§ EXCERPTED RECORDS:
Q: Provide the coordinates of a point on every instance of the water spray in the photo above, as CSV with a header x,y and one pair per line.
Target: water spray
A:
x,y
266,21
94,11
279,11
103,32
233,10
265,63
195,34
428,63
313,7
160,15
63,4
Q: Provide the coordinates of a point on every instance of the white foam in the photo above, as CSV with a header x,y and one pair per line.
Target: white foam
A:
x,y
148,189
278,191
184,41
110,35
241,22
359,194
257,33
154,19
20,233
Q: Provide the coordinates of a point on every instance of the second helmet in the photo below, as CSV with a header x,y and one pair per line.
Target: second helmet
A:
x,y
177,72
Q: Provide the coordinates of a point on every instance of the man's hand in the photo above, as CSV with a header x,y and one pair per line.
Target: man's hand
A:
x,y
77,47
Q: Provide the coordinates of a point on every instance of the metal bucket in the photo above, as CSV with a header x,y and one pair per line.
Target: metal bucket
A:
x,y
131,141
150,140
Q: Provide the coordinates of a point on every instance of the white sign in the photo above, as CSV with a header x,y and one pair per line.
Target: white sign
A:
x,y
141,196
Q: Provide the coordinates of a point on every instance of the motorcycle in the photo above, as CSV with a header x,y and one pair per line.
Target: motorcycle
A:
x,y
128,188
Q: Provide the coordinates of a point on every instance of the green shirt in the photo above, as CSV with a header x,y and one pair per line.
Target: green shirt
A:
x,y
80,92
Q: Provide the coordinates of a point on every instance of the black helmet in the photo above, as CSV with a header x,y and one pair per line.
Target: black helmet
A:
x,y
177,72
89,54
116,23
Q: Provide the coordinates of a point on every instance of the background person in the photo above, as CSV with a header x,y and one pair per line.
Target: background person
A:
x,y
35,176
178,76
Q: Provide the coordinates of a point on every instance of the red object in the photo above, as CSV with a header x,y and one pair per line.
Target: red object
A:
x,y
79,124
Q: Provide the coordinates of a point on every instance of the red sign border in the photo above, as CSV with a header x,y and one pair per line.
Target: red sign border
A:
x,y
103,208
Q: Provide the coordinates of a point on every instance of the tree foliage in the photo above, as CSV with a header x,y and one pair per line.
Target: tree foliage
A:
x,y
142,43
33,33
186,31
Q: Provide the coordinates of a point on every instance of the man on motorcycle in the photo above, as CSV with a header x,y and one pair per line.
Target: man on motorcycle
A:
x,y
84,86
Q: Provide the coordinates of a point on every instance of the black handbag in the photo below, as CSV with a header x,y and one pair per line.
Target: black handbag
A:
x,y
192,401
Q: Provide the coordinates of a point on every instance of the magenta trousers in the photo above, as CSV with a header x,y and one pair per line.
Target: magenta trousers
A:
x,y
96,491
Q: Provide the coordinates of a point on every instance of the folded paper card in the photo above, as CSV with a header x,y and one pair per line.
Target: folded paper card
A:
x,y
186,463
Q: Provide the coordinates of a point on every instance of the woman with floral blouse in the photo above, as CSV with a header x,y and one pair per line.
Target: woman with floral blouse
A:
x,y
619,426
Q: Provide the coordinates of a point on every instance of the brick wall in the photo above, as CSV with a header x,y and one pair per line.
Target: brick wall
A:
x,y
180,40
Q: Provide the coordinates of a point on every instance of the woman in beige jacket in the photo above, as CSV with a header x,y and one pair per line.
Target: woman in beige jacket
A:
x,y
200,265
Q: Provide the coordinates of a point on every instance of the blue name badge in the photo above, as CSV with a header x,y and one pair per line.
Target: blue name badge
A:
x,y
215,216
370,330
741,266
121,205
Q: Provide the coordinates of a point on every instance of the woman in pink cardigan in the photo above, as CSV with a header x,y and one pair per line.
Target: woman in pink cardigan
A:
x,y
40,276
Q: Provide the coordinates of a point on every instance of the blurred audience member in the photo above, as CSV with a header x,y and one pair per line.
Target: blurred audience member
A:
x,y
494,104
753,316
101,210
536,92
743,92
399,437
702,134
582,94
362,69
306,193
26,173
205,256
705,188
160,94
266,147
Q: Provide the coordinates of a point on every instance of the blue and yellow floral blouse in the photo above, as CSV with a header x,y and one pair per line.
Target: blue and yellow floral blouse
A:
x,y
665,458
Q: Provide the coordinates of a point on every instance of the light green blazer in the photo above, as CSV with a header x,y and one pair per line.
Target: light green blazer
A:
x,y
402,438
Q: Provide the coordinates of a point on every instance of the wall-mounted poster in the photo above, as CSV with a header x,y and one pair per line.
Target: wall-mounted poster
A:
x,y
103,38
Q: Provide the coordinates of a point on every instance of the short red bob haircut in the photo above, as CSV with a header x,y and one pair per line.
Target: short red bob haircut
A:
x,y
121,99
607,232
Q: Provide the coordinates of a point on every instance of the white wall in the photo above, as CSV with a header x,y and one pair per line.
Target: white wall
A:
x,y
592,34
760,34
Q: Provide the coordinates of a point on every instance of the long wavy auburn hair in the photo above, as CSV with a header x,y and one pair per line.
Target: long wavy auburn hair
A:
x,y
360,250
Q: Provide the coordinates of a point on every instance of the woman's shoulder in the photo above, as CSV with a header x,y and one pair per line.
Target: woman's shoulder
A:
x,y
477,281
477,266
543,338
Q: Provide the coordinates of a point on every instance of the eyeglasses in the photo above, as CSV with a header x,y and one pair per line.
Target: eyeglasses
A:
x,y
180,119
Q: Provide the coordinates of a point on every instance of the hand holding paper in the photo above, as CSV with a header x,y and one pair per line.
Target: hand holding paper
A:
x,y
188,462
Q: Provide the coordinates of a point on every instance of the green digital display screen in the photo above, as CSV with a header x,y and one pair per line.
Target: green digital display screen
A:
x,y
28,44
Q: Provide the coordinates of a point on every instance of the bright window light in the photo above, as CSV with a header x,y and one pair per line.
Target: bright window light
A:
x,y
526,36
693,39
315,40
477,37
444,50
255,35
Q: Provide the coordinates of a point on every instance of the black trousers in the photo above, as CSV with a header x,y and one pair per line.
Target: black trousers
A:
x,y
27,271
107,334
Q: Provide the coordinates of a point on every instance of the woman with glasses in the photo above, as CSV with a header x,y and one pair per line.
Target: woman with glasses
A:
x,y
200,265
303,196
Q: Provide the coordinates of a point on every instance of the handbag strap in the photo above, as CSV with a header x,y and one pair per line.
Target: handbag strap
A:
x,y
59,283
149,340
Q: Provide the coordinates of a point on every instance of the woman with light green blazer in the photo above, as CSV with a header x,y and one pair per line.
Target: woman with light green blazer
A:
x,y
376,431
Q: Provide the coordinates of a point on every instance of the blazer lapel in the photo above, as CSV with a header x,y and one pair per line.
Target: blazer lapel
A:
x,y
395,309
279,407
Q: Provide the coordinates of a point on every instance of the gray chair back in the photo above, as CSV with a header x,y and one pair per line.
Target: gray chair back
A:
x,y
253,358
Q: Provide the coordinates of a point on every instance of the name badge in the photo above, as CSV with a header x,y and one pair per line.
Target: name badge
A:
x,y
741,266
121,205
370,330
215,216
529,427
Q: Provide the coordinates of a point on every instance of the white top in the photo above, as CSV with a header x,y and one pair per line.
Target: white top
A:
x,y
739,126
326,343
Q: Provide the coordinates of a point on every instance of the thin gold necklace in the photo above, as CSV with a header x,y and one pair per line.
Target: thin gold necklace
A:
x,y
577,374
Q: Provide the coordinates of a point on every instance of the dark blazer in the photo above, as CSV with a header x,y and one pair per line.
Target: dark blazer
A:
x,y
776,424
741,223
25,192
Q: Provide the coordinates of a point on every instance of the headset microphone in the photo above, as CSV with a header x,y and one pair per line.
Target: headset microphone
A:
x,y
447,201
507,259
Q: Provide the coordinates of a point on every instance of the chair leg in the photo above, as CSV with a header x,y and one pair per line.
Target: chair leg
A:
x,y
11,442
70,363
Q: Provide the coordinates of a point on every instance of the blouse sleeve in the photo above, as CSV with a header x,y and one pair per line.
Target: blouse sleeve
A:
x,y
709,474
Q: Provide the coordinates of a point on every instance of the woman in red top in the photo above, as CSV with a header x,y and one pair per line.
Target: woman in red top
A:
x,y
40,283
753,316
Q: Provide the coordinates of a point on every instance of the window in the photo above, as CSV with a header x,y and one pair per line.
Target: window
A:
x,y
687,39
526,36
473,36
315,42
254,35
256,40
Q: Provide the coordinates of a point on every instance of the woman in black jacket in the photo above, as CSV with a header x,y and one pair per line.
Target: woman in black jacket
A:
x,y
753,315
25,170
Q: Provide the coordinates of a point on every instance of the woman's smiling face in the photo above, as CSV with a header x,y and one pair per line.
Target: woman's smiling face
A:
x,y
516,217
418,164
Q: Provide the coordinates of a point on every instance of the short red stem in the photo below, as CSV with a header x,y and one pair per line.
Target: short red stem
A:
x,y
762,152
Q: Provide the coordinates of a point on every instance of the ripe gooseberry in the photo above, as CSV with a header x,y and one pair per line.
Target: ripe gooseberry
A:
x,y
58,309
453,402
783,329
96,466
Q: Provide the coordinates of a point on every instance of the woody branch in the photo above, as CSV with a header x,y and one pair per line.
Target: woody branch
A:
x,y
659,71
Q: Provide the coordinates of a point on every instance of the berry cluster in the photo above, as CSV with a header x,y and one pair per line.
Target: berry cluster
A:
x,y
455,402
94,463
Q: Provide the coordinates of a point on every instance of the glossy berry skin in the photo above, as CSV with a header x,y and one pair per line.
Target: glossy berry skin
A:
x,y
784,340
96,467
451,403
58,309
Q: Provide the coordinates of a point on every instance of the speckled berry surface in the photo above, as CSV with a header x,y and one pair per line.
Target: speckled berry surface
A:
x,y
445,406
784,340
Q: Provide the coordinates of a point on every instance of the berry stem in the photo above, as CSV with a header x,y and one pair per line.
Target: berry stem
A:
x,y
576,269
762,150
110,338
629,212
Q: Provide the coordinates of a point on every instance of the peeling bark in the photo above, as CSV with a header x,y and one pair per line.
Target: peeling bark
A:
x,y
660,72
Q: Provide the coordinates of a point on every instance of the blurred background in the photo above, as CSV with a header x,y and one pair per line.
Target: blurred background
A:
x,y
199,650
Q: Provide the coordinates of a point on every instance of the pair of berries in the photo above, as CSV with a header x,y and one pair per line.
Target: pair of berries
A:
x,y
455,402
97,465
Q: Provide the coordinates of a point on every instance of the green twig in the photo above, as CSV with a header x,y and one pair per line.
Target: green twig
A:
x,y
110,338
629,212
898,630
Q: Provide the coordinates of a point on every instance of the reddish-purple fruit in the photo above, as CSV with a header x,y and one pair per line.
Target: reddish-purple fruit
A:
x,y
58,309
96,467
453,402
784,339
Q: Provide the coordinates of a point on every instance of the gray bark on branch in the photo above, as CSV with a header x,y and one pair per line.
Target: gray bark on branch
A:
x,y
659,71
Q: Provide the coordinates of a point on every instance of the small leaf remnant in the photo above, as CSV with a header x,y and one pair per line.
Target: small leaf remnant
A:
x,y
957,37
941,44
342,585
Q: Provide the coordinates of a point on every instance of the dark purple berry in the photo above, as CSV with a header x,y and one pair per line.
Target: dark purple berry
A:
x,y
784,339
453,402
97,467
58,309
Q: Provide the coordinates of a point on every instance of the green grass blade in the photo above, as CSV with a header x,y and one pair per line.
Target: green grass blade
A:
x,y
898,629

§ THE PROBLEM: Convert everything from the line containing "the gray bark" down to the end of the records into a Markdown table with columns Row and Text, one numbered row per line and blank lines skipped.

§ WORKED ANSWER:
| Row | Text |
|---|---|
| 1 | Q: Provide the coordinates of a point on every instance of the gray bark on branch in the photo above, as CSV with a header x,y and one pair per line. |
| 2 | Target: gray bark on branch |
| 3 | A: |
| 4 | x,y |
| 5 | 659,71 |
| 6 | Q: Provide the coordinates of a point on every instance of the small leaf remnant in the photo above, as CSV with a header x,y and one pair per line. |
| 7 | Target: small leaf remnant |
| 8 | A: |
| 9 | x,y |
| 10 | 957,37 |
| 11 | 941,44 |
| 12 | 342,585 |
| 13 | Q: Provide the coordinates of a point on every instance of the dark purple berry in the photo above, as CSV with a header x,y and one pair per line. |
| 14 | Target: dark purple berry |
| 15 | A: |
| 16 | x,y |
| 17 | 784,339 |
| 18 | 453,402 |
| 19 | 97,467 |
| 20 | 58,309 |
| 21 | Q: Provide the coordinates of a point on every instance of the green grass blade in the photo above, as CSV with a header x,y and one pair per line. |
| 22 | Target: green grass blade |
| 23 | A: |
| 24 | x,y |
| 25 | 898,629 |